* **What is required**
After locating the line with "Seedling-scouting request: tag the photo", retype it and every later line exactly, stopping at the end of the records.

---

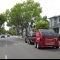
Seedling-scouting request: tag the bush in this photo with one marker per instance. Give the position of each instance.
(58, 37)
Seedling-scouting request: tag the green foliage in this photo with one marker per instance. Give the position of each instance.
(41, 25)
(58, 37)
(11, 31)
(27, 11)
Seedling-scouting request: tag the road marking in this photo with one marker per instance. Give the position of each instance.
(5, 56)
(6, 45)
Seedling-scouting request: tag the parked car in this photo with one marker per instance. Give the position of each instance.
(46, 38)
(8, 35)
(2, 35)
(30, 39)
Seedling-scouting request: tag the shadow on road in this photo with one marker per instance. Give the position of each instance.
(50, 49)
(4, 42)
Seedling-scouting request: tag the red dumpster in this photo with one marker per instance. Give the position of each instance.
(46, 38)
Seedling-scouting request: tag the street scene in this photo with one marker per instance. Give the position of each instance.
(29, 29)
(14, 47)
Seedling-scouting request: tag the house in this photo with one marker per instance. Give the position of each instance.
(55, 23)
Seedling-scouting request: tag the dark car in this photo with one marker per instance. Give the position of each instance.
(2, 35)
(30, 39)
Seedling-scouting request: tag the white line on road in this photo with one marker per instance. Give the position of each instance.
(5, 56)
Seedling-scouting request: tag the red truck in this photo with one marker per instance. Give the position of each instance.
(46, 38)
(30, 39)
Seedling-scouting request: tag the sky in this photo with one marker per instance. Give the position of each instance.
(49, 7)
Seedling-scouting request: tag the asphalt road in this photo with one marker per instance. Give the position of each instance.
(15, 48)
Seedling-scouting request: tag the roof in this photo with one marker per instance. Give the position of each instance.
(48, 33)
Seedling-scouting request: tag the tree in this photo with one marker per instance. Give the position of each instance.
(41, 25)
(24, 13)
(2, 19)
(11, 31)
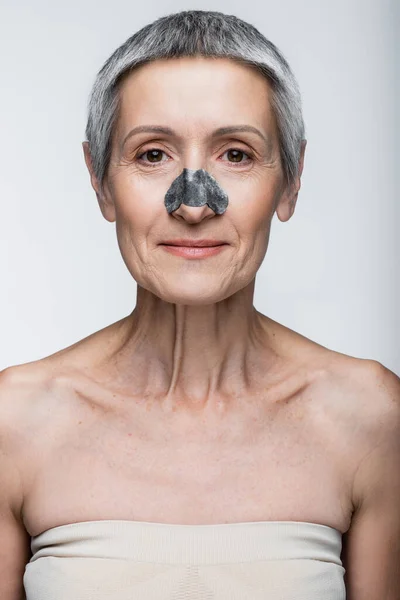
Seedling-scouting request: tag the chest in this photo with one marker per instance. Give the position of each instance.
(265, 469)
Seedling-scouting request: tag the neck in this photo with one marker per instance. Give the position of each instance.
(193, 355)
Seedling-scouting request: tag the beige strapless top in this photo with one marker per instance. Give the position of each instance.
(136, 560)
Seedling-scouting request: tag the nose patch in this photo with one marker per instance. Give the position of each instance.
(196, 188)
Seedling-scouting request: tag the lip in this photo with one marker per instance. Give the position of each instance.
(188, 243)
(194, 251)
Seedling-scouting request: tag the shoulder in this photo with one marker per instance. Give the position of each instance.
(366, 397)
(20, 387)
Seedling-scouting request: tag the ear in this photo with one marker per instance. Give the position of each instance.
(287, 202)
(102, 192)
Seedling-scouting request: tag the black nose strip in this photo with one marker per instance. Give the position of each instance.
(196, 188)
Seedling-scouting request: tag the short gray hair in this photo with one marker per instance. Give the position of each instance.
(196, 33)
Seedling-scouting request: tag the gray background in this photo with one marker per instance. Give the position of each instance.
(331, 273)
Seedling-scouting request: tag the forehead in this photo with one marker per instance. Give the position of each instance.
(202, 90)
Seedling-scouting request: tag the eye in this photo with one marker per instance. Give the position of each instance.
(153, 154)
(236, 154)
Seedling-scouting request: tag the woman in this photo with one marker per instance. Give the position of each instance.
(197, 448)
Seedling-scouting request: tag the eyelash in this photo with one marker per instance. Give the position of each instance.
(152, 165)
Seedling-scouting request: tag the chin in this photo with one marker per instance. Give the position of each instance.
(200, 295)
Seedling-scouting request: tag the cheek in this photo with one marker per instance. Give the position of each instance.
(138, 201)
(253, 208)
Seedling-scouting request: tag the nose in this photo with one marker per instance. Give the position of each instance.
(193, 214)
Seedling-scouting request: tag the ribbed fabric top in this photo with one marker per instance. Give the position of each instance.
(113, 559)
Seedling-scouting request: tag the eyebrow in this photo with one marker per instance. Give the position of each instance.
(214, 134)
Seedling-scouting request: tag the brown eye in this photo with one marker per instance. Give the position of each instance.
(152, 155)
(236, 155)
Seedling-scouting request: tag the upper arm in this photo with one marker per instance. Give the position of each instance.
(371, 548)
(14, 539)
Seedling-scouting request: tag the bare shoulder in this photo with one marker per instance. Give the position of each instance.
(22, 390)
(364, 397)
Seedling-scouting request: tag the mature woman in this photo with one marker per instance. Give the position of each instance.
(197, 449)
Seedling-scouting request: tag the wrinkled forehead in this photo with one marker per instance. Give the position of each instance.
(194, 96)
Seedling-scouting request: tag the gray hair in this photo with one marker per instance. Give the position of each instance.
(196, 33)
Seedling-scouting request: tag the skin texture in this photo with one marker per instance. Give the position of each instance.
(194, 338)
(196, 188)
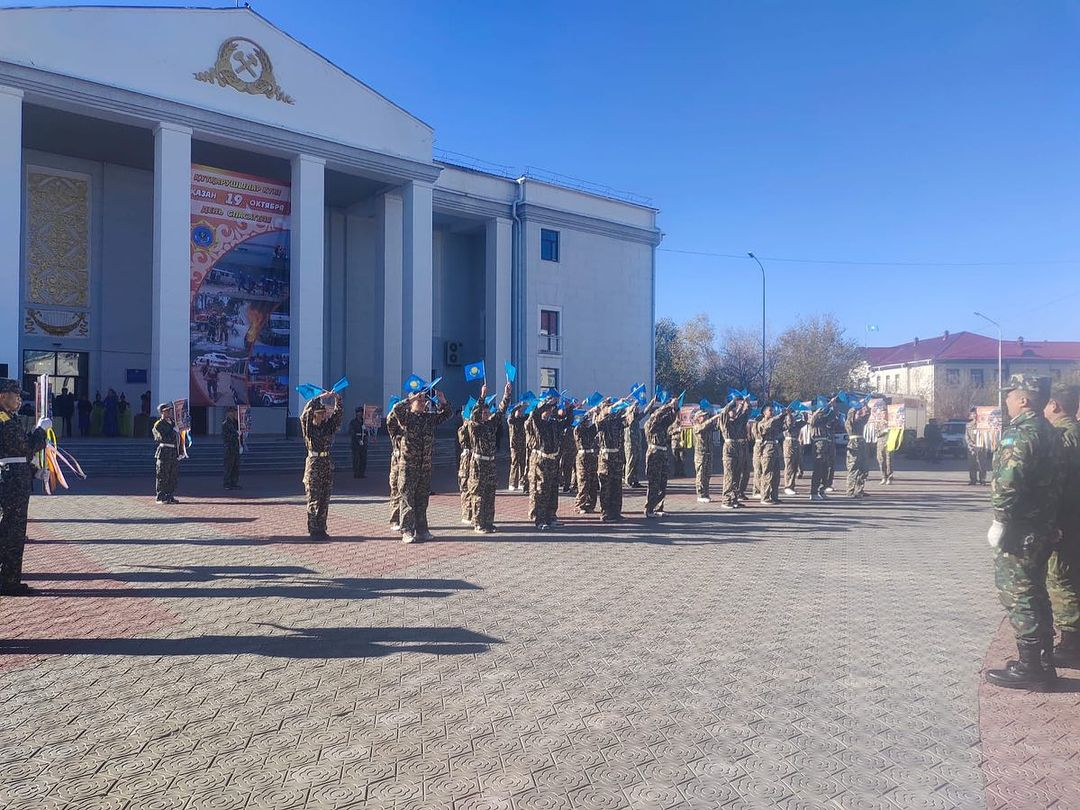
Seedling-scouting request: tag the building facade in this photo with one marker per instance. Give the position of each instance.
(377, 261)
(953, 372)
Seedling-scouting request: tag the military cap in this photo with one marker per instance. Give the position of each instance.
(1023, 381)
(11, 387)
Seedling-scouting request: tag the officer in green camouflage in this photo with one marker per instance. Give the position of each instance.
(588, 444)
(1025, 493)
(320, 421)
(1063, 579)
(166, 454)
(482, 429)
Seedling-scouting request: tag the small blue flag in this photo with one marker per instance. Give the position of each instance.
(475, 372)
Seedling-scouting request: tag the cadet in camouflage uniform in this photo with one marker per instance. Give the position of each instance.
(704, 426)
(419, 416)
(824, 450)
(16, 481)
(588, 442)
(518, 455)
(545, 429)
(976, 455)
(657, 464)
(1063, 580)
(732, 426)
(482, 429)
(320, 421)
(567, 451)
(858, 463)
(230, 441)
(1025, 493)
(793, 449)
(632, 448)
(464, 471)
(611, 428)
(394, 434)
(166, 454)
(769, 435)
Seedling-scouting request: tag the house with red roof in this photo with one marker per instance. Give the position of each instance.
(955, 370)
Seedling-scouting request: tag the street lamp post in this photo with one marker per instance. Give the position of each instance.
(764, 379)
(1000, 381)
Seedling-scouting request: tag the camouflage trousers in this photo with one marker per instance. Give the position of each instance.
(1063, 582)
(885, 459)
(14, 502)
(543, 488)
(464, 473)
(769, 461)
(318, 484)
(977, 463)
(632, 461)
(395, 498)
(858, 467)
(793, 457)
(414, 484)
(734, 451)
(567, 468)
(482, 493)
(824, 459)
(610, 472)
(518, 469)
(656, 473)
(1022, 588)
(702, 472)
(231, 467)
(588, 481)
(165, 474)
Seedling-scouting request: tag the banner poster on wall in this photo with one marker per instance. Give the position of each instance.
(240, 273)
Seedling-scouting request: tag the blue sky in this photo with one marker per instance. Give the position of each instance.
(941, 135)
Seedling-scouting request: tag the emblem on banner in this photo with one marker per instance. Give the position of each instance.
(244, 65)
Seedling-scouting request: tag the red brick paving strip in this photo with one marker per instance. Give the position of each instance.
(1030, 740)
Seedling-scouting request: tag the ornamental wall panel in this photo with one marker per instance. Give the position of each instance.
(56, 274)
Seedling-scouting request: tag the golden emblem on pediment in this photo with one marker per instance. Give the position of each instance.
(244, 65)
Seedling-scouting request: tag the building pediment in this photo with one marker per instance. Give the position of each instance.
(228, 61)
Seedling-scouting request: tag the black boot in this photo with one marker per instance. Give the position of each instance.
(1067, 651)
(1028, 673)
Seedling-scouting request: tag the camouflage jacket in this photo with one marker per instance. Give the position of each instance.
(1068, 515)
(319, 437)
(1025, 486)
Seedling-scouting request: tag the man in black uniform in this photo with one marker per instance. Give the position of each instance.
(16, 478)
(358, 441)
(230, 440)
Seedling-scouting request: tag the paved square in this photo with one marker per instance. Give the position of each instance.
(801, 656)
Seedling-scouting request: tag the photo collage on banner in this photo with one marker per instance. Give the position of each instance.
(240, 277)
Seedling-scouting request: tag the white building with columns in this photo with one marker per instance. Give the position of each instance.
(400, 264)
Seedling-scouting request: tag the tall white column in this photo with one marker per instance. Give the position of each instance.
(308, 268)
(498, 301)
(171, 285)
(416, 262)
(11, 227)
(388, 216)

---

* **Exercise answer**
Seedling-scouting request: tag the photo collage on banner in this photo with one marker per instance. Give the position of each instance.
(240, 277)
Seedling-scouting request: tag the white building with columns in this photo with one marker per instance. Give the position of each instance.
(400, 264)
Seedling-scouting request: tag the tall white column in this photo with one marker per instance. Give the position of each instance.
(308, 268)
(498, 301)
(171, 285)
(416, 262)
(11, 227)
(388, 216)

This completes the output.